Print every line below from the one containing "If you could mark the round" down to the one containing "Target: round topped bush", both included, without changing a character.
====== DATA EXTRACT
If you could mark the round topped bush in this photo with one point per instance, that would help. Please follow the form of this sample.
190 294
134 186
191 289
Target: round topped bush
============
====== DATA EXTRACT
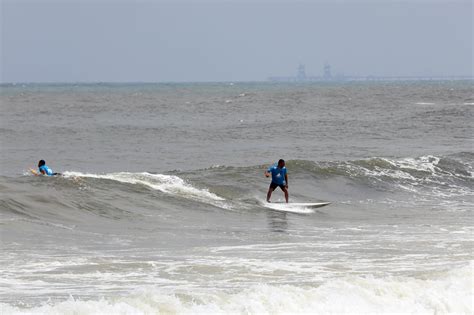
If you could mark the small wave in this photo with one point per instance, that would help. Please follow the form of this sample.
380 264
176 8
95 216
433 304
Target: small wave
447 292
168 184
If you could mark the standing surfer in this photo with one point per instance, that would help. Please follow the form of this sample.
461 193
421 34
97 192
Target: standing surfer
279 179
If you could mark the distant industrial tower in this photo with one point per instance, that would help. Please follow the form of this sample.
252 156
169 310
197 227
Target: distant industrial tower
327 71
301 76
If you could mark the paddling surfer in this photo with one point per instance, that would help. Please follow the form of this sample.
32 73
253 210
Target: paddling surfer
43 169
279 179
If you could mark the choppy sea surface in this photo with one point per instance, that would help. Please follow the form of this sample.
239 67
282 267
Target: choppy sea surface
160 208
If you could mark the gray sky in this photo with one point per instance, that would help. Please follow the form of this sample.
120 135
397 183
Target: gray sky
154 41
============
SOLUTION TO THIS TASK
If you could mark the round topped bush in this photo with one point per instance, that would help. Please follow the form of this sample.
190 294
134 186
191 289
Target: round topped bush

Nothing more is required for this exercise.